[Pointing dataset records]

:::

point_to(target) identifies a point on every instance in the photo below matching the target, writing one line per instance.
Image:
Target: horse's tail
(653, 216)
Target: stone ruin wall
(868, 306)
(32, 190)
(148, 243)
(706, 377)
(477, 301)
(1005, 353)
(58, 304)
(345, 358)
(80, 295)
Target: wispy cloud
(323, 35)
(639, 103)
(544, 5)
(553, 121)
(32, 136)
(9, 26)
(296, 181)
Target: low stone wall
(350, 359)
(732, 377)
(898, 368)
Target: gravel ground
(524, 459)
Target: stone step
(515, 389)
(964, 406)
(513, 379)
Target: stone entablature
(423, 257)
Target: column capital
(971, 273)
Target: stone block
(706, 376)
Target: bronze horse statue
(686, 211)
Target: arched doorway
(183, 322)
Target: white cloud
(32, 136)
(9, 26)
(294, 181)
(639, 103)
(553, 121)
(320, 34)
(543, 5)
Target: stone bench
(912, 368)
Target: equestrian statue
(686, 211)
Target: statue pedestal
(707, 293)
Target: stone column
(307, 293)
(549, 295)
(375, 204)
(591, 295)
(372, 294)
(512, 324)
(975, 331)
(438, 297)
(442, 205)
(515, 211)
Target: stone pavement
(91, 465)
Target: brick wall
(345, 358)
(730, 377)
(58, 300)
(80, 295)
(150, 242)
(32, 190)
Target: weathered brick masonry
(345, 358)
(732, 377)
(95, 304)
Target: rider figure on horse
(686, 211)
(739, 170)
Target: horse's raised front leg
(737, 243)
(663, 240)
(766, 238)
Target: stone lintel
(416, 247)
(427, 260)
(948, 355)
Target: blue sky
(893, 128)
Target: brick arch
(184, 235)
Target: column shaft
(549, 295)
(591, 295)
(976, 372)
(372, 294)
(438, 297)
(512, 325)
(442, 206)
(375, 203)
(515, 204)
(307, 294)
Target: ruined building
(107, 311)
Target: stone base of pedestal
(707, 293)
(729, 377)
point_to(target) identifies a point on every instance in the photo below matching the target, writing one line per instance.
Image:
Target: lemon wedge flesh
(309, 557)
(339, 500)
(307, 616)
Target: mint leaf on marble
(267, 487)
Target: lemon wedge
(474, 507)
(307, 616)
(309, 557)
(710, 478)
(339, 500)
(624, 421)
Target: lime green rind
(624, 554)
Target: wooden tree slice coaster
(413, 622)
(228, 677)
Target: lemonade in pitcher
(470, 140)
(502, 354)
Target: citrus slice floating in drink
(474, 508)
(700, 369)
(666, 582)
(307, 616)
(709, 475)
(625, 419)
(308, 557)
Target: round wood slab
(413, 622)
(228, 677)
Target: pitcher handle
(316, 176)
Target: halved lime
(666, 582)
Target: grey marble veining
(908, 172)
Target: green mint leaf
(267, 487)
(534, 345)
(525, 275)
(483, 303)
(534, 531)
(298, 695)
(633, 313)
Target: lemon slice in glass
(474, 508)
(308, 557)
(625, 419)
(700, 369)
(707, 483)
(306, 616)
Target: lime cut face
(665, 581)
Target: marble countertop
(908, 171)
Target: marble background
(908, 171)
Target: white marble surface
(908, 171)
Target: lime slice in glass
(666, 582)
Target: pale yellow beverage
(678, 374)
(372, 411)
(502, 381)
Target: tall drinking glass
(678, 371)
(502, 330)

:::

• _Exercise details_: Write out the records above again, keeping each one identical to the original.

• _Exercise output_:
point_to(target) identifies a point on every instance in the photo below matching the target, writing one line per instance.
Image:
Target: horse's tail
(653, 216)
Target: stone ruin wall
(868, 306)
(32, 190)
(148, 243)
(706, 377)
(477, 301)
(1005, 353)
(58, 304)
(345, 358)
(80, 295)
Target: wispy cloud
(323, 35)
(639, 103)
(544, 5)
(553, 121)
(32, 136)
(9, 26)
(296, 181)
Target: low stone wall
(350, 359)
(732, 377)
(898, 368)
Target: gravel ground
(524, 459)
Target: stone step
(515, 389)
(964, 406)
(513, 379)
Target: stone entablature
(423, 257)
Target: column capital
(971, 273)
Target: stone block
(706, 376)
Target: bronze horse statue
(686, 211)
Target: arched doorway
(183, 322)
Target: white cloud
(32, 136)
(9, 26)
(294, 181)
(639, 103)
(553, 121)
(320, 34)
(543, 5)
Target: stone bench
(912, 368)
Target: equestrian statue
(686, 211)
Target: statue pedestal
(707, 293)
Target: stone column
(307, 293)
(549, 295)
(375, 204)
(591, 295)
(372, 294)
(512, 324)
(975, 331)
(438, 297)
(442, 205)
(515, 211)
Target: stone pavement
(91, 465)
Target: brick wall
(345, 358)
(730, 377)
(58, 300)
(80, 295)
(150, 242)
(32, 190)
Target: weathered brick masonry
(345, 358)
(732, 377)
(95, 304)
Target: rider figure on horse
(686, 211)
(739, 170)
Target: horse's raised front leg
(737, 243)
(663, 240)
(766, 238)
Target: stone lintel
(416, 247)
(427, 260)
(948, 355)
Target: blue sky
(893, 128)
Target: brick arch
(184, 235)
Target: column shaft
(549, 295)
(591, 295)
(976, 372)
(372, 294)
(438, 297)
(512, 325)
(442, 206)
(375, 203)
(515, 204)
(307, 294)
Target: ruined building
(107, 311)
Target: stone base of pedestal
(707, 293)
(729, 377)
point_to(target) identifies a point on every instance in the photo below matching the target, writing one line per instance.
Image:
Target: lemon wedge flesh
(309, 557)
(339, 500)
(307, 616)
Target: mint leaf on marble
(267, 487)
Target: lemon wedge
(474, 507)
(307, 616)
(309, 557)
(710, 478)
(339, 500)
(624, 421)
Target: lime green rind
(624, 554)
Target: wooden tree slice coaster
(413, 622)
(228, 677)
Target: lemonade in pitcher
(470, 140)
(502, 354)
Target: citrus slice floating in drink
(474, 508)
(700, 369)
(666, 582)
(307, 616)
(709, 475)
(625, 419)
(308, 557)
Target: round wood slab
(413, 622)
(228, 677)
Target: pitcher handle
(316, 176)
Target: halved lime
(666, 582)
Target: grey marble veining
(908, 172)
Target: green mint leaf
(267, 487)
(534, 345)
(525, 275)
(483, 303)
(534, 531)
(298, 695)
(633, 313)
Target: lemon slice in glass
(474, 508)
(308, 557)
(625, 419)
(700, 369)
(707, 483)
(306, 616)
Target: lime cut face
(665, 581)
Target: marble countertop
(908, 171)
Target: marble background
(908, 171)
Target: white marble surface
(908, 171)
Target: lime slice in glass
(666, 582)
Target: pale yellow beverage
(678, 374)
(372, 411)
(502, 381)
Target: tall drinking glass
(678, 371)
(502, 330)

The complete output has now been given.